Provided text →
####################
Anyway, so as I said – Kung Fu Panda ended and I tuned into ABC Family for a moment.  And there it was – a commercial for a new, yes, NEW, season of Gilmore Girls.

Well, for fucks sake!  I’m not sure I would have put the time into watching this show if it didn’t have an end.  Again, it’s not my favorite show.  I’m just sucked in now, waiting for the end to arrive.  It’s sorta like that relationship you have with a friend who, you know that you have grown apart and you know that you don’t have much in common anymore and you know that the circumstances are such that you’re unlikely to get any closer any time soon but you can’t break it off yet because she’s getting married soon and you’re in the wedding.  So you have to wait until a safe amount of time after the wedding to end the friendship.

C’mon – I know you know what I mean.

Anyway, this is where I was with Lorelai and Rory Gilmore.  I’ve been waiting to end the relationship.  But then these bastards go and throw in another season!!  What the fuck?!  So now, instead of being very close to the end of this TV relationship, I’m in for another several months at least.  It’s like now, that friend I referenced before is pregnant and you don’t want to be the friend who dropped a friend because she’s pregnant when, of course, it’s not the pregnancy that is leading to the break up.  It’s that you don’t have much in common anymore and you’ve drifted apart and, tho no bad guy, it’s time to end this thing before there is a bad guy.
####################
Supplied records →
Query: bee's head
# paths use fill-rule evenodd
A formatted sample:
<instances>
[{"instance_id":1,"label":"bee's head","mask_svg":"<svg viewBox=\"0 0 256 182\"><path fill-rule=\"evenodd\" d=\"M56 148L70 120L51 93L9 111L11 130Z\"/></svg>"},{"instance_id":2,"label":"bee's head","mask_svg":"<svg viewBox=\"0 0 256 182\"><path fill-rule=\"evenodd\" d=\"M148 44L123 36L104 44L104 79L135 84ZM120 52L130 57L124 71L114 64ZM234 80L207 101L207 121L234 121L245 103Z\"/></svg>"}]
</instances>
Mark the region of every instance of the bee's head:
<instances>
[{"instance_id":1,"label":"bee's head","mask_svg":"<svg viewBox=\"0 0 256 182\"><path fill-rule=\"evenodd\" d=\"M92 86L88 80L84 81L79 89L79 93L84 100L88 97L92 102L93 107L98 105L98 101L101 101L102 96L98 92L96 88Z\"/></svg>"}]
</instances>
####################
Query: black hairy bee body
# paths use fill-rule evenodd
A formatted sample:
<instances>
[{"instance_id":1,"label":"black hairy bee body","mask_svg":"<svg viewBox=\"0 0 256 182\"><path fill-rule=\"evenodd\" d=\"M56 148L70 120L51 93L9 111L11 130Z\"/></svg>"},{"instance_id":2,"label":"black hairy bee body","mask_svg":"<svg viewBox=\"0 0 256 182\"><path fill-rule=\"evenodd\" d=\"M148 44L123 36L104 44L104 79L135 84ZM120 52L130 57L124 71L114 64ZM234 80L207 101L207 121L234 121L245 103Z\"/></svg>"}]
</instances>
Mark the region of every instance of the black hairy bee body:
####################
Challenges →
a) Summarize the Gilmore Girls post in two sentences.
b) In the Gilmore Girls post, what channel was the writer watching when the commercial came on?

Solutions below →
a) After Kung Fu Panda ended, the writer tuned into ABC Family and saw a commercial for a new season of Gilmore Girls, which was unwelcome because the writer had only kept watching while waiting for the show to end. The writer compares this to a friendship that has drifted apart but can't be ended yet because the friend is getting married and then becomes pregnant, so the new season means at least several more months with the show.

b) ABC Family.